══ Input data

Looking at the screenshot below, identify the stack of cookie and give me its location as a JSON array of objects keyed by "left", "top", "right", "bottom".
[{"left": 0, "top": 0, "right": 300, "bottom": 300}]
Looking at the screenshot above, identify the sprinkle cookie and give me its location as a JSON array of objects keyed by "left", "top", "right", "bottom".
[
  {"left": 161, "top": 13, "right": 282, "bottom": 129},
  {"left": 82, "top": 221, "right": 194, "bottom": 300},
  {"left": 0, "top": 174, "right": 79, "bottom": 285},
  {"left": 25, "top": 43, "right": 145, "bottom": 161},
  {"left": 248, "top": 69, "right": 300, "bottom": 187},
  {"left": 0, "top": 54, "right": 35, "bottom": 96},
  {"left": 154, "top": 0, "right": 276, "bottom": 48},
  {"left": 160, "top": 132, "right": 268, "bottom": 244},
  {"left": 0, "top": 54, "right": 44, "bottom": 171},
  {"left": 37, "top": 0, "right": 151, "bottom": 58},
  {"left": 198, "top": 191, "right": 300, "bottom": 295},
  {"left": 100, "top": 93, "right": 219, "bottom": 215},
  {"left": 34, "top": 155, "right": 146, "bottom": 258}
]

════

State how many lines in the rows above contain the string "objects", with case counting. Reply with the number alone.

2